◆ WRITTEN EXERCISE
Recast the items below as a two-column CSV with the header item_text,answer, one row per item. Put each item's text and its answer in its own quoted field, replacing any line breaks with spaces.

◆ TASK MATERIAL
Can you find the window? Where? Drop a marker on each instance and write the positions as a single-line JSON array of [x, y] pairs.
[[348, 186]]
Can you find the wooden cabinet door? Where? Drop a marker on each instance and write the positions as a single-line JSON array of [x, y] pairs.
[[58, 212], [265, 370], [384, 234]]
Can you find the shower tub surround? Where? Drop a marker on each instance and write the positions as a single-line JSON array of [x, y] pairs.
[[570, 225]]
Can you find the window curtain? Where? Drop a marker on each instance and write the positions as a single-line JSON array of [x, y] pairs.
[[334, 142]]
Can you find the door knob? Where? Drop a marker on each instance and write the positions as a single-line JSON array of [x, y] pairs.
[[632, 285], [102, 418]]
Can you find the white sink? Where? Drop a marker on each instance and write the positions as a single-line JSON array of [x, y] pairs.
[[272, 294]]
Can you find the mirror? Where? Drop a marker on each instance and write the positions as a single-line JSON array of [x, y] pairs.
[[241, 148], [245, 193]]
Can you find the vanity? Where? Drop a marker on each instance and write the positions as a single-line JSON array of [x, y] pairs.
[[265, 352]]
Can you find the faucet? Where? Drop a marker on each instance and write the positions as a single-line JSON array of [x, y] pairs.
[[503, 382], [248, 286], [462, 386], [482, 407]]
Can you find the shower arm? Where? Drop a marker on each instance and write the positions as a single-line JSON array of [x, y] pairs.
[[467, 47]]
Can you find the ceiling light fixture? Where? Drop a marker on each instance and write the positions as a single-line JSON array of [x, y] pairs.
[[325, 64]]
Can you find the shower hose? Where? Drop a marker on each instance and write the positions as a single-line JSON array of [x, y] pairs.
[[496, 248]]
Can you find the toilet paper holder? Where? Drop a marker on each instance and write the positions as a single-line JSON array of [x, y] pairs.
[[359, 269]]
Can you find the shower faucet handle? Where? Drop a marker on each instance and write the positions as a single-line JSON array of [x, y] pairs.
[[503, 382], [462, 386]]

◆ CORRECT ANSWER
item_text,answer
"Can you find the window? Where? Drop a marker on each instance and write the positions as a single-line JSON array of [x, y] pairs.","[[348, 186]]"
"Can you find the wooden cabinet door? Where? Drop a marker on each instance and write the positions as a single-line JSON array of [x, y] pairs.","[[58, 212], [265, 370], [384, 234]]"
"Can you find the shower tub surround? Where? Drop a marker on each instance and write the positions as a single-line JSON array of [x, y] pairs.","[[570, 225]]"
"Can you find the window curtain? Where? Drop a marker on each instance and write the positions as a single-line JSON array of [x, y] pairs.","[[334, 142]]"
"Can you find the door knob? Where? Drop a marker on each instance and write the positions as a single-line JSON array of [x, y] pairs.","[[632, 285], [102, 418]]"
"Can you find the white sink? Where? Drop a marker on each instance and write the positions as a single-line JSON array of [x, y] pairs.","[[272, 294]]"
"Can you find the mirror? Where? Drop a marker on each instance and write the positions as a single-line JSON array of [x, y] pairs.","[[241, 148], [245, 193]]"
"Can you find the vanity? Where? Drop a marker on each instance and write the positions as a single-line JSON array of [x, y] pairs.","[[265, 352]]"
"Can you find the faucet? Where? Drop a marker on each instance and write the positions as a single-line JSON array of [x, y] pairs.","[[503, 382], [248, 286], [462, 386], [482, 407]]"
"Can you find the shower arm? Where? Drop a marker on each instance and write the positions as a single-line JSON array of [x, y] pairs.","[[467, 47]]"
"Can you find the ceiling light fixture? Where? Drop a marker on each instance and write the positions as a single-line JSON array of [x, y] pairs.","[[325, 64]]"
"Can you find the shower hose? Where? Drop a marker on each instance and write the positions as a single-line JSON array of [x, y] pairs.","[[496, 248]]"
"Can you find the toilet paper holder? Where? Drop a marker on each instance and write the positions as a single-line JSON array of [x, y] pairs.","[[359, 269]]"
"Can you find the shower faucet handle? Where? Drop a marker on each instance and write the positions as a single-line JSON array of [x, y] pairs.","[[503, 382], [462, 386]]"